→ WHAT IS NEEDED
When you reproduce the data, keep every word exactly as it stands and leave the pictures out.

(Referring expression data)
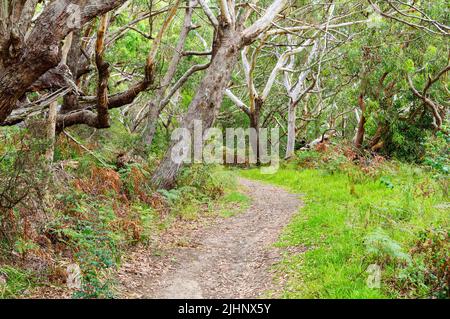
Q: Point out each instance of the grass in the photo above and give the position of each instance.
(14, 282)
(341, 216)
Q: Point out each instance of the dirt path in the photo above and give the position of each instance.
(231, 258)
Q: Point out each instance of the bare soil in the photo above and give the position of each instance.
(217, 258)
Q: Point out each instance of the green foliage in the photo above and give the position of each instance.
(14, 281)
(347, 226)
(383, 248)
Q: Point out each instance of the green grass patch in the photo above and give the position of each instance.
(349, 224)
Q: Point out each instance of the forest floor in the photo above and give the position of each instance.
(216, 258)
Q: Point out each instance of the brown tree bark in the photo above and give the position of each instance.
(359, 139)
(229, 40)
(40, 51)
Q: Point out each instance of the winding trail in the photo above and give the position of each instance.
(230, 258)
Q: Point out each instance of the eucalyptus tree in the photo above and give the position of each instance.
(231, 36)
(30, 45)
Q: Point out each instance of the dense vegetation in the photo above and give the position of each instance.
(91, 92)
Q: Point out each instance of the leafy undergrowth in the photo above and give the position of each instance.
(90, 208)
(361, 220)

→ COMPLETED TASK
Q: Point out each instance of the grass in the photo above and give the position of each instance.
(14, 282)
(341, 216)
Q: Point out each instance of the dirt path in the photo above and give the position of each instance.
(231, 258)
Q: Point out each instance of the bare soil in the photo above and give the position of each instance.
(217, 258)
Q: Point out each instance of the green foliage in the photo above and give the position of each instance.
(14, 281)
(347, 226)
(383, 248)
Q: Point out each instance of the green grass patch in the photo above and give the position of each instance.
(349, 224)
Q: Point out each instance of the forest floor in the photo above and give the position of each instance.
(216, 258)
Q: Point out each instance of the brown tree bark in the photo above and give the position of each instance.
(359, 139)
(229, 40)
(40, 51)
Q: Point out each instance of the winding trail in the photo above and give the position of each instance.
(230, 258)
Q: Point out each instance of the eucalyptus tree in the photo above and give the position of each instance.
(231, 36)
(30, 45)
Q: Point out each instance of the dense vegetation in the photo above and give the position of each instance.
(91, 92)
Q: Point out each instance of the leafy undergrowth in the photo above and give the position of each instance.
(90, 208)
(361, 220)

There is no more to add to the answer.